TASK DETAILS: If a record contains a picture, leave the picture out and transcribe everything else exactly.

----------

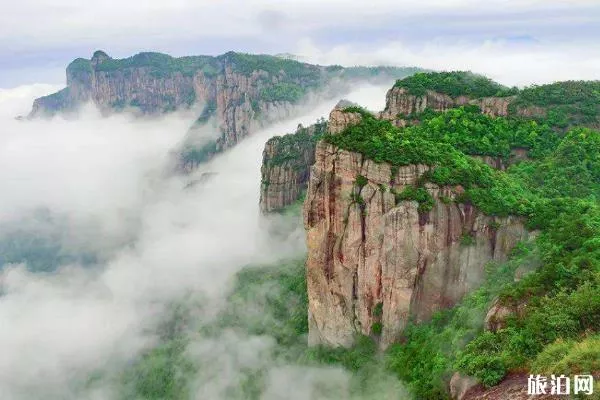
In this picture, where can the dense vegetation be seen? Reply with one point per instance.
(293, 149)
(558, 190)
(160, 65)
(283, 92)
(563, 104)
(266, 303)
(457, 83)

----------

EXERCISE RESPONSE:
In this picture, where can the dense vegetation be seen? Reply with one point per instance.
(293, 149)
(558, 190)
(160, 65)
(283, 92)
(563, 104)
(266, 303)
(457, 83)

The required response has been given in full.